-- WHAT YOU NEED TO DO --
From the passage on photovoltaic cell arrays, return the section starting with "This invention relates" and going on through "of the cell.", copied word for word.

-- PASSAGE --
"""

This invention relates generally to photovoltaic or solar cell arrays, and more particularly, the invention relates to energy concentration for use in such arrays.
The use of photovoltaic cells for the direct conversion of solar radiation into electrical energy is well known, see Swanson, U.S. Pat. No. 4,234,352 for example. Briefly, the photovoltaic cell comprises a substrate of semiconductive material having a p-n junction defined therein. In the planar silicon cell the p-n junction is formed near a surface of the substrate which receives impinging radiation. Radiated photons create mobile carriers (holes and electrons) and the substrate which can be directed to an electrical circuit outside of the cell.
In practical applications, photovoltaic cells are arranged in modules with the cells being serially connected to increase output voltage and with a plurality of serially connected cells connected in parallel to increase output current. Efficiency of the arrays can be enhanced by using an energy concentrator with each cell, and the cost of high-efficiency solar cells can be reduced through use of less costly optics.
The parabolic reflector is a known structure for use in concentrating energy. As shown in FIG. 1A, a linear parabolic reflector or trough concentrates energy along a linear axis, and is useful for heating fluids in a pipe, for example, and in low concentration photovoltaic systems. In FIG. 1B, a dish-shaped parabolic reflector concentrates energy at a focal point and is useful for concentrating sound and radio waves. While useful in concentrating solar energy, heretofore the use of the parabolic reflector in a cell array panel requires too much space for practical application.

"""

-- EXTRACTED MATERIAL --
"""

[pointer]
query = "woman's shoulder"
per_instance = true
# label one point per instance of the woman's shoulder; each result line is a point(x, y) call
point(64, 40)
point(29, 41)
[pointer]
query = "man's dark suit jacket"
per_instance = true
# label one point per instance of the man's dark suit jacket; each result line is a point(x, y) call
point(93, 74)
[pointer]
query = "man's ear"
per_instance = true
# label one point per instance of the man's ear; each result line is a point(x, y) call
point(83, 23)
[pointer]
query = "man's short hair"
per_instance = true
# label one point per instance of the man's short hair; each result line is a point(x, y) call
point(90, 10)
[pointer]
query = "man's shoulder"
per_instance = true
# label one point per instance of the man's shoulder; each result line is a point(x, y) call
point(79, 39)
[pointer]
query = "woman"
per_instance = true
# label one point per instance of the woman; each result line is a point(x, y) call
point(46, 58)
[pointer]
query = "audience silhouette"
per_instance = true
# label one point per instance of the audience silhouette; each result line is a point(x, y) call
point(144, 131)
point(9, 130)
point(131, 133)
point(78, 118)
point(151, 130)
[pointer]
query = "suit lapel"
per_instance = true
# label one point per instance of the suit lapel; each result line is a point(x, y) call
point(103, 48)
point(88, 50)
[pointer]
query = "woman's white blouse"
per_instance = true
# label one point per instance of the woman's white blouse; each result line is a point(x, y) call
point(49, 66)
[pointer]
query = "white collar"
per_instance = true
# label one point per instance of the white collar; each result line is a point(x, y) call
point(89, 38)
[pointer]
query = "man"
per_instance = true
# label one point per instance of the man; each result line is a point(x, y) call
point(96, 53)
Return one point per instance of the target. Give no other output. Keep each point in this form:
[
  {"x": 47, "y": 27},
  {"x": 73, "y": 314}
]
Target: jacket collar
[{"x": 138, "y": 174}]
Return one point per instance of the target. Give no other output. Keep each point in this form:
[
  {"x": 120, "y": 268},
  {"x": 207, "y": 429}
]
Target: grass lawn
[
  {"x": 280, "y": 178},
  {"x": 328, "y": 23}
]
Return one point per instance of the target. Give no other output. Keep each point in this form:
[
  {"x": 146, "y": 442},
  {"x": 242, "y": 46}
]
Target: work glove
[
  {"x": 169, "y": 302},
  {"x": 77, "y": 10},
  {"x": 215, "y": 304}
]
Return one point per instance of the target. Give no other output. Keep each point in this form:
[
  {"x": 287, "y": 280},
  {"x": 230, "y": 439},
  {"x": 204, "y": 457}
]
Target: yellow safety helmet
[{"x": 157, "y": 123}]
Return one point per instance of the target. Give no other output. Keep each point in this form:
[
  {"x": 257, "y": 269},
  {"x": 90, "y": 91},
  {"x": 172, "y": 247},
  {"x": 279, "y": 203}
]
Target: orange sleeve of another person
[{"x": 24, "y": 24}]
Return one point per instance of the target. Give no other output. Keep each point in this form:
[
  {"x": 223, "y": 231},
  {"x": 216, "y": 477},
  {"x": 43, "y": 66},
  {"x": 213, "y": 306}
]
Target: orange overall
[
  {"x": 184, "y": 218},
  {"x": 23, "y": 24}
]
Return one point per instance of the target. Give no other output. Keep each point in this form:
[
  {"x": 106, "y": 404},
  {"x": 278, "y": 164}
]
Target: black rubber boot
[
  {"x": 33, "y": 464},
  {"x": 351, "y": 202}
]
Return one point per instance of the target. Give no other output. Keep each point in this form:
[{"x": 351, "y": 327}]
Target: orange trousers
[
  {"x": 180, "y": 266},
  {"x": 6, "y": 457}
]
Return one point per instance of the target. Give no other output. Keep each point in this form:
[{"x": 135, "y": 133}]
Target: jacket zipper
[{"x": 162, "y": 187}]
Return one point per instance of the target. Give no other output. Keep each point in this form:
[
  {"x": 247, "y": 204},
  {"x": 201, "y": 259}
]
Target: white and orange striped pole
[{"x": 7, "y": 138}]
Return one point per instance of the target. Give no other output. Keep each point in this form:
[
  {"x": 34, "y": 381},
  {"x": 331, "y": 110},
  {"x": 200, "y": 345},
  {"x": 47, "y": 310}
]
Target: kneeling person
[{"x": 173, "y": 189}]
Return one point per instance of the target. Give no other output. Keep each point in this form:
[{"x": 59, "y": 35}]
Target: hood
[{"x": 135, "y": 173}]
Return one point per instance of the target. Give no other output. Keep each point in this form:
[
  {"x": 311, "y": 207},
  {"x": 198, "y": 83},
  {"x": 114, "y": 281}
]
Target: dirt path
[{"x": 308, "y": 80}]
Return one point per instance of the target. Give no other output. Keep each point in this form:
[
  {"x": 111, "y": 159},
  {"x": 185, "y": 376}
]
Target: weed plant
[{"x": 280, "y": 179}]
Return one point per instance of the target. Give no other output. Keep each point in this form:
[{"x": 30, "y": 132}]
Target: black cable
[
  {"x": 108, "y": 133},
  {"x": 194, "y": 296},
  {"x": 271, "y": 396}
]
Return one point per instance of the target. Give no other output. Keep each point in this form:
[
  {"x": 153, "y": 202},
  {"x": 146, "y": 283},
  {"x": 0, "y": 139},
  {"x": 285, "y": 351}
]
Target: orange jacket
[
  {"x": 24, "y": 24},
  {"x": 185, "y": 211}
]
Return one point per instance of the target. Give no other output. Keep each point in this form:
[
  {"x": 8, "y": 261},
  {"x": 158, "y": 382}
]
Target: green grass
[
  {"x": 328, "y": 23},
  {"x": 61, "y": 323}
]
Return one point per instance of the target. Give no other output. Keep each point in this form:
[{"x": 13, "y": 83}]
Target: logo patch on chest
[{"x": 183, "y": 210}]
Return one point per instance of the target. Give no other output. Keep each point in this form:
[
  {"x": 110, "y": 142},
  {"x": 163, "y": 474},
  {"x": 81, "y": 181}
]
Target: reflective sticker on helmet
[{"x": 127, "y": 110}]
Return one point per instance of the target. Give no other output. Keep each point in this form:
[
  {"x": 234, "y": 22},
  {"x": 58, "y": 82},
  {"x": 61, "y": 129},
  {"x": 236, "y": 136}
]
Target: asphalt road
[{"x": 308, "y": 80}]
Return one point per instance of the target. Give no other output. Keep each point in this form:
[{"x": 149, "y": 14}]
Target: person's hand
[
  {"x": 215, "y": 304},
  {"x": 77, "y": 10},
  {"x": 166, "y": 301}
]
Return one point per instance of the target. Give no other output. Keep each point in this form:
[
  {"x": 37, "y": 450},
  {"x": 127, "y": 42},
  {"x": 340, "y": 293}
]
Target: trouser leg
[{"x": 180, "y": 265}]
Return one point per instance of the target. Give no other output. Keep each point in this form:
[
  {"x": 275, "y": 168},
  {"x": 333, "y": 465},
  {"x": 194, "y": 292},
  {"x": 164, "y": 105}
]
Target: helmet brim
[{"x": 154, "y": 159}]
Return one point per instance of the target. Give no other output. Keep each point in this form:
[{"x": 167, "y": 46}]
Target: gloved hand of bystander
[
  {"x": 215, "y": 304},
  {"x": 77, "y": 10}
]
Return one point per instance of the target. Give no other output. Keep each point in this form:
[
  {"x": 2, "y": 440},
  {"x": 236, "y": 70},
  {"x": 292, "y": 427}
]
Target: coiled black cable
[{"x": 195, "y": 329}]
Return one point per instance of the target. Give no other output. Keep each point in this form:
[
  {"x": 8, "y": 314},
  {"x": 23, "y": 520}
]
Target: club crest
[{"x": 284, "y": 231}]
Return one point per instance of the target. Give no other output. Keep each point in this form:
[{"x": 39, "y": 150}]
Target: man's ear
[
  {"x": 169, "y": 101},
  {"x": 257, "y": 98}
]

"""

-- ANSWER SECTION --
This invention relates generally to photovoltaic or solar cell arrays, and more particularly, the invention relates to energy concentration for use in such arrays.
The use of photovoltaic cells for the direct conversion of solar radiation into electrical energy is well known, see Swanson, U.S. Pat. No. 4,234,352 for example. Briefly, the photovoltaic cell comprises a substrate of semiconductive material having a p-n junction defined therein. In the planar silicon cell the p-n junction is formed near a surface of the substrate which receives impinging radiation. Radiated photons create mobile carriers (holes and electrons) and the substrate which can be directed to an electrical circuit outside of the cell.